-- Enunciado A --
Indica si cada afirmación concuerda con el fragmento y cita las palabras exactas que lo deciden: (i) el poemario En la Calzada de Jesús del Monte es un canto a La Habana; (ii) la fe y la religiosidad del poemario lo eximen de ser un canto civil; (iii) Joyce habla de sensaciones protoplasmáticas en las páginas finales de Retrato del artista adolescente.
-- Enunciado B --
Reproduce tal cual el pasaje del fragmento que va desde "Esas ciudades eminentemente" hasta "quiera, incluso novelar.".
-- Enunciado C --
¿Qué ciudades menciona el fragmento como ejemplos de ciudades eminentemente conceptuales?

-- Fragmento para leer --
◇ ◇ ◇ ◇

Que el libro que nos ocupa haya sido un acto de fe implica varias cosas. La primera de ellas, que si bien es cierto que en última instancia no es posible un arte profano, ya que todo poema a la larga nos conduce a su teología, así como todo canto esconde el motivo de una Beatriz, haber hecho de la fe y la religiosidad subyacentes en esas páginas un estandarte, no exime al poemario de ser también un canto civil. Si con ello distinguimos ese tipo de civilidad que sabe construir tan bien la poesía, que, en este caso, sólo es política en cuanto es relativa a Polis, como ciudad inmediata para los sentidos y, a la vez, detenida conceptualmente en el tiempo, alejada de nosotros de la manera más irremediable, pero que nos fue mostrada, la palabra mediante, para que llegásemos a amarla.

Esas ciudades eminentemente conceptuales, que portan un nombre cual un emblema —a saber, Buenos Aires, New York o Jerusalén—, son aquellas que nos descubren un día unos versos, sin que por ello la pura sensoriedad de la vida, como expresión más significativa, tenga que ser relegada. Porque es justamente en ese espacio primordialmente físico, tan inmediato como cotidiano, cálidamente fruitivo, que toma formas nada desdeñables como familia, colonia, amistad, y que puede brotar de sensaciones protoplasmáticas, como de las que hablaba Joyce en las páginas iniciales de Retrato del artista adolescente, donde se hilvanan y nacen las mejores razones para algo que ya no es simplemente una poesía sino una poética, con la cual el artista hará entonces lo que quiera, incluso novelar.

Obviamente, En la Calzada de Jesús del Monte es un canto a La Habana. A La Habana inmediata de los sentidos, a una polvorienta calzada, aunque también a una ciudad que no es ya el simple objeto del poema, sino una ciudad transfigurada, convertida a la propia forma del texto por el poeta, como si hubiéramos asistido junto a él a una singular metamorfosis: la de la palabra. La Habana sentida de las tardes bochornosas, plagada de esos sitios enfáticamente fruitivos “en que tan bien se está”; en que ta(m)bién se estuvo. Una ciudad ahora hecha concepto, apercibida mediante el milagro del lenguaje y donde tanta luz nos deja ciegos.

¿Cuál es La Habana a la que le canta Eliseo? ¿La de la soledad? ¿La de los amigos que son siempre una suerte de lenta devoración y un pretexto mejor para esa soledad? ¿No es acaso la poesía en estos tiempos una forma distinta de orfandad, y no es para el poeta el mundo indistinto una inclusa? ¿La soledad cósmica de la isla distinta, arrojada en el océano indistinto que la abraza en perennidad; colocándola, paradójicamente, más cerca de la gracia de sus ángeles festivos que de Dios? Si esto es así, ¿dónde es que se encuentra el ministerio civil de un poema? Acaso en el simple hecho de que ninguna soledad, por aviesa que sea, es concluyente, y que cuando el poeta canta lo hace siempre para que lo escuchen.

◇ ◇ ◇ ◇

-- Material recopilado --

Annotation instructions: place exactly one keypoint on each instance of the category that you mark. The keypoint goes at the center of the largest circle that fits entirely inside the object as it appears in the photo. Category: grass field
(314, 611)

◇ ◇ ◇ ◇

-- Respuesta esperada A --
(i) Sí: «Obviamente, En la Calzada de Jesús del Monte es un canto a La Habana.»
(ii) No: «no exime al poemario de ser también un canto civil».
(iii) No: «como de las que hablaba Joyce en las páginas iniciales de Retrato del artista adolescente».

-- Respuesta esperada B --
Esas ciudades eminentemente conceptuales, que portan un nombre cual un emblema —a saber, Buenos Aires, New York o Jerusalén—, son aquellas que nos descubren un día unos versos, sin que por ello la pura sensoriedad de la vida, como expresión más significativa, tenga que ser relegada. Porque es justamente en ese espacio primordialmente físico, tan inmediato como cotidiano, cálidamente fruitivo, que toma formas nada desdeñables como familia, colonia, amistad, y que puede brotar de sensaciones protoplasmáticas, como de las que hablaba Joyce en las páginas iniciales de Retrato del artista adolescente, donde se hilvanan y nacen las mejores razones para algo que ya no es simplemente una poesía sino una poética, con la cual el artista hará entonces lo que quiera, incluso novelar.

-- Respuesta esperada C --
Buenos Aires, New York y Jerusalén.